TASK OBJECTIVE: From the records below, copy out exactly the lines from the one containing "of the plastic" to the one containing "the car body", both included. Add nothing else.

PROVIDED DATA:
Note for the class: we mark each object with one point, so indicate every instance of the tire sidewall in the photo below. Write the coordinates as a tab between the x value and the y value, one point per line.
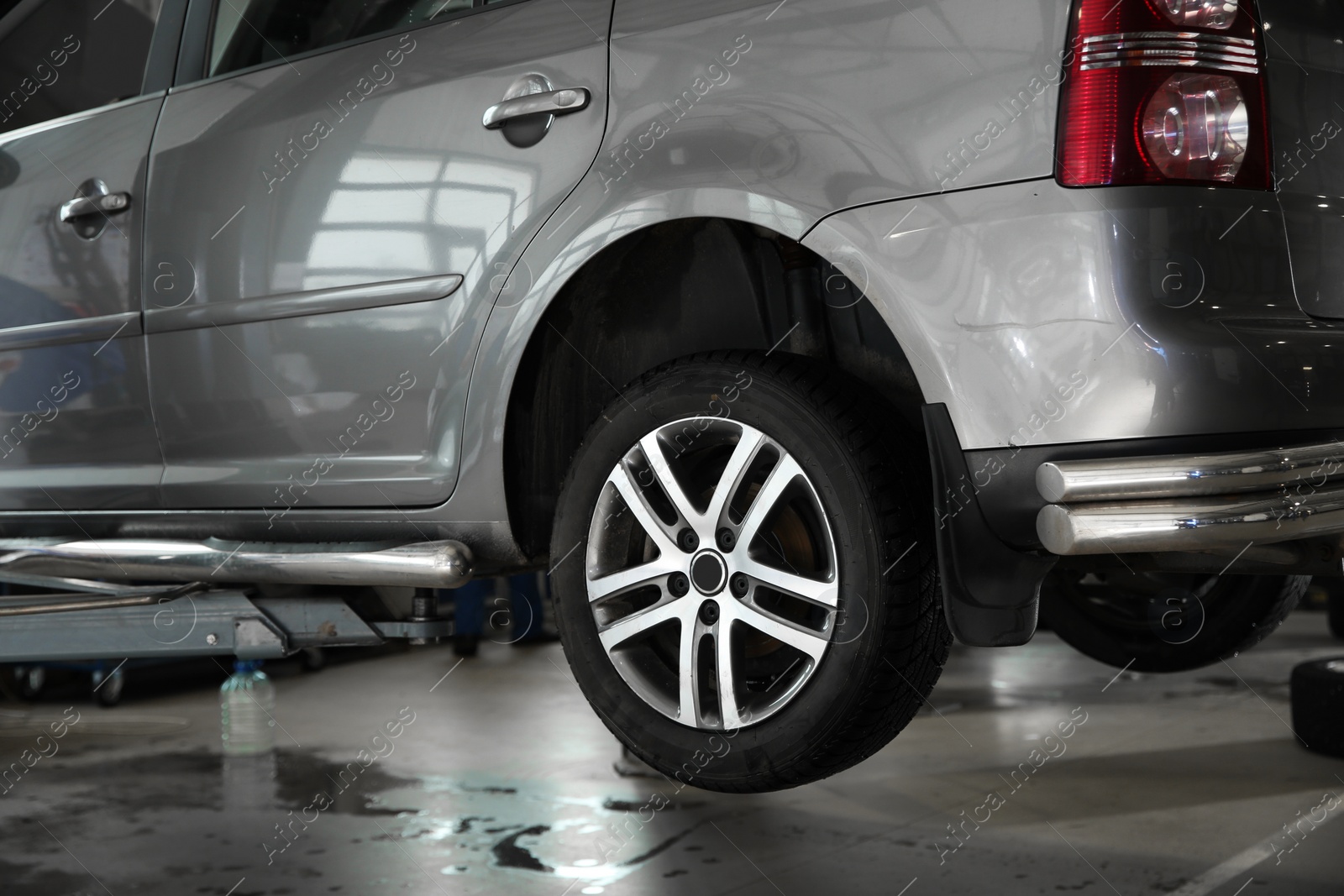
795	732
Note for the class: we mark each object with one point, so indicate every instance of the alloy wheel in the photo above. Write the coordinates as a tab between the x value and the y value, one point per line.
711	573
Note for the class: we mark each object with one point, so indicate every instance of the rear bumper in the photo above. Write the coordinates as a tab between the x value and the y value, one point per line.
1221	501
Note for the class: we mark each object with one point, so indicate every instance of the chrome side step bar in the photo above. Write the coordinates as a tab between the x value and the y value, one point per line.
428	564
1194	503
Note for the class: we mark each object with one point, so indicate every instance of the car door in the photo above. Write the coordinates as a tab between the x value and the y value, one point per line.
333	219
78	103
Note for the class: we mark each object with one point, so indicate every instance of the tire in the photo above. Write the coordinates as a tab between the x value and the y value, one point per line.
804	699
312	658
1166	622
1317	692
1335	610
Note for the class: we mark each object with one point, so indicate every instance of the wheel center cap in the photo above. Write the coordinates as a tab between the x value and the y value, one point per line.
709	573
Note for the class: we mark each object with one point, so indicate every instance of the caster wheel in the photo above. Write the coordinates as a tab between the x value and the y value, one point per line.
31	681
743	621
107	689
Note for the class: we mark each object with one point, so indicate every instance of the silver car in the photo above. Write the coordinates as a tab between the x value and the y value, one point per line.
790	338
==
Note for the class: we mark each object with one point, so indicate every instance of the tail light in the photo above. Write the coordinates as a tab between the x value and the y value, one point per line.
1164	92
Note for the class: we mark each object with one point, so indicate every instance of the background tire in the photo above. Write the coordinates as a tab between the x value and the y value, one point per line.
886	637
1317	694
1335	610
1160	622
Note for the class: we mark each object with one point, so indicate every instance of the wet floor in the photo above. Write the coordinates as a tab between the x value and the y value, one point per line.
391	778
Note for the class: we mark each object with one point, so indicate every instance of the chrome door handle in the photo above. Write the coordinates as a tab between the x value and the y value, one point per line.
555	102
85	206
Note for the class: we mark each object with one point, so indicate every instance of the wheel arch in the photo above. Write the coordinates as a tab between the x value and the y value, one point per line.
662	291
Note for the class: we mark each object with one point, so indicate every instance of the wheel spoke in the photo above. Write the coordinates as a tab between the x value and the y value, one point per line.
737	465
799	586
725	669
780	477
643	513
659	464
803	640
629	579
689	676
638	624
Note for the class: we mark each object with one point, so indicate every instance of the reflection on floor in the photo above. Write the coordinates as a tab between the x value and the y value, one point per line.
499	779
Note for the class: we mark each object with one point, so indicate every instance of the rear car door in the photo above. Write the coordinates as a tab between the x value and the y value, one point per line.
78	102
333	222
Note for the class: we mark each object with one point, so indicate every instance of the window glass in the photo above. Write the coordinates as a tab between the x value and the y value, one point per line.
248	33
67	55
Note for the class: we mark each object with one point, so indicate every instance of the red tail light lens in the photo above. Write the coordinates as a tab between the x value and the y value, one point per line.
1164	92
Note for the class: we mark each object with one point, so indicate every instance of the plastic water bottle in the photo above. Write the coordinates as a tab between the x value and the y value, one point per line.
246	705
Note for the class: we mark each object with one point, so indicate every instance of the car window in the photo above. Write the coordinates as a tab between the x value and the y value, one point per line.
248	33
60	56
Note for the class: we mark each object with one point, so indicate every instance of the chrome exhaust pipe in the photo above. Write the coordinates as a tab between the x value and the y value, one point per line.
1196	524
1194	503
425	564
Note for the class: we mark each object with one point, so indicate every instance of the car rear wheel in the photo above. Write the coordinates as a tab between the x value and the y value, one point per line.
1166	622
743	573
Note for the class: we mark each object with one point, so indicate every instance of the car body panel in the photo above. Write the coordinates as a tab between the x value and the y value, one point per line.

RESPONSE FOR THIS EXERCISE:
Note for the class: we mark each object with one point, so indicate every instance of the plastic water bottle in the photo above. Write the coordinates as a tab between the x value and the y value, one point per line.
246	705
Note for the class: we mark each object with one point, so indicate every instance of the car window in the photo above. Write the coordinates as a tab between the x value and the y value, one point per line.
248	33
60	56
Note for the class: we mark each object with one point, so indicate every instance of the chrome exhaust pipe in the photo above. Write the coordinates as a tab between the x value and the y value, one point per line.
1196	524
1194	503
425	564
Note for the class: we mark each object with one point, so indicate every instance of the car rear wheel in the photo above. Write the coordinates as a tab between the x value and the y value, one point per line.
1166	622
743	573
Note for the class: we mark each object with one point, so indicate every instance of the car body panel in the photo above. Write the coordinates as a tab between the x value and the y value, one point per line.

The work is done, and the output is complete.